BEGIN Information

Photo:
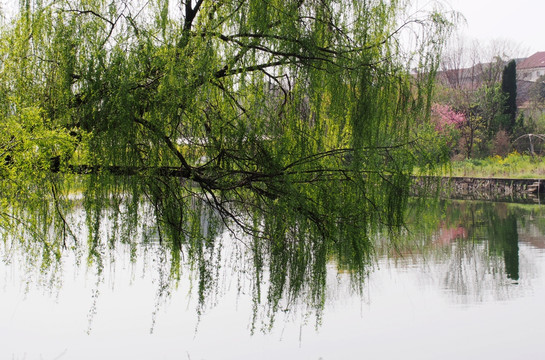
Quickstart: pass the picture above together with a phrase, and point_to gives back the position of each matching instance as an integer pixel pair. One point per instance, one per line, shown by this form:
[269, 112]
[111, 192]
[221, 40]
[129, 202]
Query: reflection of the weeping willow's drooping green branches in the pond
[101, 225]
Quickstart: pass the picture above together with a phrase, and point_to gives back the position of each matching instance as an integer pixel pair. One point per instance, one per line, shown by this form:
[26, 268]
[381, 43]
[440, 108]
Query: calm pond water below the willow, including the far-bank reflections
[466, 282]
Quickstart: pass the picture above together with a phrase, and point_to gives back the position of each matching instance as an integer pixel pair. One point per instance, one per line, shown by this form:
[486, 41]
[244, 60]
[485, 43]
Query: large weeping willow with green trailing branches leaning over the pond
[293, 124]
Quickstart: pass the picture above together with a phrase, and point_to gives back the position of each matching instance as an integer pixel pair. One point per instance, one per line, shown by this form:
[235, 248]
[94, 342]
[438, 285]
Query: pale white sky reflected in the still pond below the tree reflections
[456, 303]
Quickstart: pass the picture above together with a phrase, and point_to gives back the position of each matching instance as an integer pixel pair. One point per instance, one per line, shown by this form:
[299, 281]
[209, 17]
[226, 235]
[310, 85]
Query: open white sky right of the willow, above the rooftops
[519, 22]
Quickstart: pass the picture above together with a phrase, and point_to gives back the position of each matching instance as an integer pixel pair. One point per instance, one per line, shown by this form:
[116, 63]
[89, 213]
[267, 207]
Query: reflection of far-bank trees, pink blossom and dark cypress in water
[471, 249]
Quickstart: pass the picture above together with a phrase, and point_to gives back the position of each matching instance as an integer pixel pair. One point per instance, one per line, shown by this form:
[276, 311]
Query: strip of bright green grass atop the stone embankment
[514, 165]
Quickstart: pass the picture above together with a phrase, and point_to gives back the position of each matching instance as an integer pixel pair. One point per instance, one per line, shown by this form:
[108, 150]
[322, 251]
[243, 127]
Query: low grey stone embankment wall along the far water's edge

END Information
BEGIN Information

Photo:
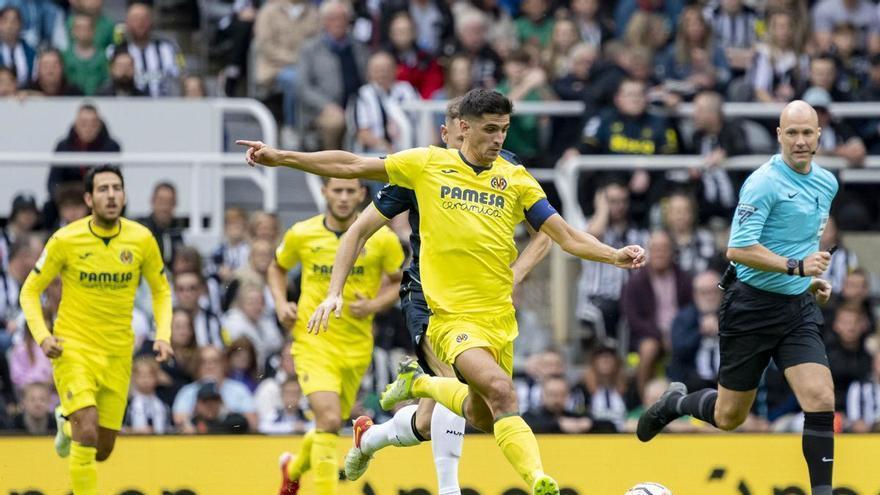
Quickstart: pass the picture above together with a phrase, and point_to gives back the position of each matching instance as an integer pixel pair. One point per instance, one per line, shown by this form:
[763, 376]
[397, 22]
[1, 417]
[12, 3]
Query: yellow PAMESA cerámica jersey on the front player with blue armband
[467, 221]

END Information

▶ Your objective
After locating the line with "Query: strip of" in the material above, return it and each line after it exactly, ending at the line with "Query: low grey".

▶ Output of the exercise
Query: strip of bright green grass atop the stone embankment
[514, 165]
Quickstart: pass the picture above together with a phrase, and point_to gives back the position of each matching instance as an integer pixel pair. One point per instance, one per line, shown by this form:
[108, 150]
[322, 251]
[243, 127]
Query: low grey stone embankment wall along the far water's edge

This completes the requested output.